[Object detection records]
.....

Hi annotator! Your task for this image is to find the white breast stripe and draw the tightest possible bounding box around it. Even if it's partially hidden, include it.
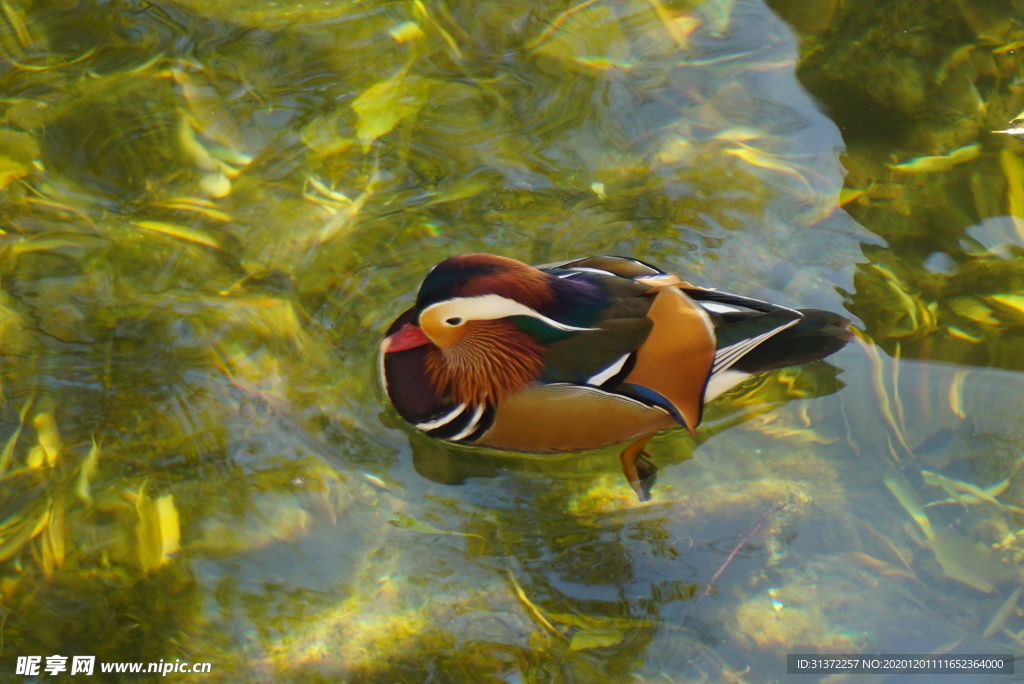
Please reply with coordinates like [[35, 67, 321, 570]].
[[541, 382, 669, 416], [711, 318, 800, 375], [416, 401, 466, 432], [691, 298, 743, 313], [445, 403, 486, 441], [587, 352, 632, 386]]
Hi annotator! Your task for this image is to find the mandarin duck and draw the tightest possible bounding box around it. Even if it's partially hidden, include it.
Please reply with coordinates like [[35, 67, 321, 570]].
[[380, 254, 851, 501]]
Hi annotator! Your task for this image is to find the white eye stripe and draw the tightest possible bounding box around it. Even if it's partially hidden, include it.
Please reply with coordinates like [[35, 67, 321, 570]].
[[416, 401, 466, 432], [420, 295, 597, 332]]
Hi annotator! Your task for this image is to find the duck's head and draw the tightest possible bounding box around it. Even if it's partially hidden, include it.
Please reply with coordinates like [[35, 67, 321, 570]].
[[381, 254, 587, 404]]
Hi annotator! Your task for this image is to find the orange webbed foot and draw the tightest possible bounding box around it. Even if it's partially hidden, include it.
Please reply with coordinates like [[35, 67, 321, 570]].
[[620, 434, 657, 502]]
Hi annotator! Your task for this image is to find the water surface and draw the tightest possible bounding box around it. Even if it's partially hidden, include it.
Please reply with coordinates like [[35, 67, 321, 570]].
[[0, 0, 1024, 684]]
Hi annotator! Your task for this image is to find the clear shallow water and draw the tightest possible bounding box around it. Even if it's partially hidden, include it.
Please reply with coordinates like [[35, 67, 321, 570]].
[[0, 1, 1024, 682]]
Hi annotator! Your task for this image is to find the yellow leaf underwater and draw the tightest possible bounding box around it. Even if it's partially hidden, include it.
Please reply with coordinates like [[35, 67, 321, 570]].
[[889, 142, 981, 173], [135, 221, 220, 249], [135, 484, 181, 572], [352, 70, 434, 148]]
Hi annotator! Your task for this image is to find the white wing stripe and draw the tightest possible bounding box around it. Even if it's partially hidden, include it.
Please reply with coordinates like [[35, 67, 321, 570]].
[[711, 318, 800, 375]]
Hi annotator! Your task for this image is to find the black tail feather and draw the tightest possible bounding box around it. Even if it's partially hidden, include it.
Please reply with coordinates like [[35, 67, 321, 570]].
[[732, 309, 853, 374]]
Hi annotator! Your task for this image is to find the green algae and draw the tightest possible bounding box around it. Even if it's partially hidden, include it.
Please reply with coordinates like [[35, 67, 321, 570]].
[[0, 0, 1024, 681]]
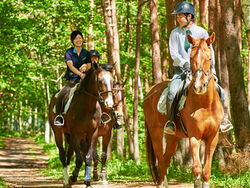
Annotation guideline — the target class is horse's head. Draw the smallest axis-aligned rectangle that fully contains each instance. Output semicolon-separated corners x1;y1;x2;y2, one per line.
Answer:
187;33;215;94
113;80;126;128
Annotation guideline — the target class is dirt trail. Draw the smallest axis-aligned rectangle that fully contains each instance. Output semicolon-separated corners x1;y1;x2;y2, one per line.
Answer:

.....

What is asked: Please reproduce all of the records above with every "tightest" switched to "smallest" and everything else unchanged. Leave the pictures out.

Full answer:
Hi annotator! Your task for this image is to find the white breast stripe and draw the smallest possible bounding box around it. Even if it's partially hidden, include it.
Please reply with coordinates like [[35, 67, 321, 570]].
[[541, 382, 669, 416], [711, 318, 800, 375], [416, 401, 466, 432], [691, 298, 743, 313], [445, 403, 486, 441], [587, 352, 632, 386]]
Hi annotator! Your task for this image is to find the mandarin duck and draw the smallest possible bounding box around it. Even if it's partially hidden, include it.
Please reply with coordinates like [[35, 67, 321, 570]].
[[380, 254, 851, 501]]
Hi annotator! Your task for this image is to find the white eye stripe and draw the smallest possible bounding box around it. Even if it's partially hidden, include it.
Please reply with coordinates like [[35, 67, 321, 570]].
[[416, 401, 466, 432], [420, 295, 597, 332]]
Hi annotator! Your task for this image is to find the duck's head and draw the smallest possible bounding box around it. Even if it's partially hidden, include it.
Please reply with coordinates like [[35, 67, 321, 570]].
[[381, 254, 587, 404]]
Hi annotator! Your task for this image is to find the orange webbed foot and draw the smallest possible bounding box around it. Even if it's partially hidden, include it.
Please reply with coordinates like [[35, 67, 321, 570]].
[[620, 434, 657, 502]]
Hi annotator! Your task for this image is to find the water surface and draw the smallest possible bounding box around it. Even if it's partially hidden, include it.
Please reply with coordinates like [[35, 67, 321, 570]].
[[0, 0, 1024, 684]]
Hi annotator! Your task for this image is to find the clear shallow water and draw the smallest possible bounding box around it. Even if it's partially hidden, include it.
Please reply with coordinates like [[35, 67, 321, 570]].
[[0, 1, 1024, 682]]
Hi annotator! Your task for this image is to find the yellow leaf underwater and draw the smallest possible bounding box around it. Even if it's partially hidden, include it.
Please reply with coordinates like [[35, 67, 321, 570]].
[[889, 142, 981, 173], [135, 221, 220, 249], [135, 484, 181, 572], [352, 70, 434, 148]]
Hi annotator! Your task for this image is to find the white wing stripe and draw the smallest possible bounding box around it. Even if it's partially hidden, include it.
Please reply with coordinates like [[35, 67, 321, 570]].
[[711, 318, 800, 375]]
Hi annotator! Your task for this image is to find the black tail feather and draw the smallest possible bounding box around it. Even if it's partially hidden, include it.
Please reply with coordinates like [[35, 67, 321, 570]].
[[732, 309, 853, 374]]
Hi annotator! Your task for this image is to find the green algae and draw the smallest possible bounding box around it. Even if it's partially hidden, include it.
Please reply with coordinates like [[35, 67, 321, 570]].
[[0, 0, 1024, 681]]
Annotation guideline — the target class is horse's head. Draw the smallest axis-aligned rectangle that fully contains each instance. Output semicolon-separated corners x1;y1;x2;y2, one per line.
Answer:
187;33;215;94
113;80;126;128
Annotation guideline — the target class is dirt trail. Draw the smallest axis-aligned rectangle that fully contains each instance. Output semicolon-separated corners x1;y1;x2;y2, one per line.
Answer:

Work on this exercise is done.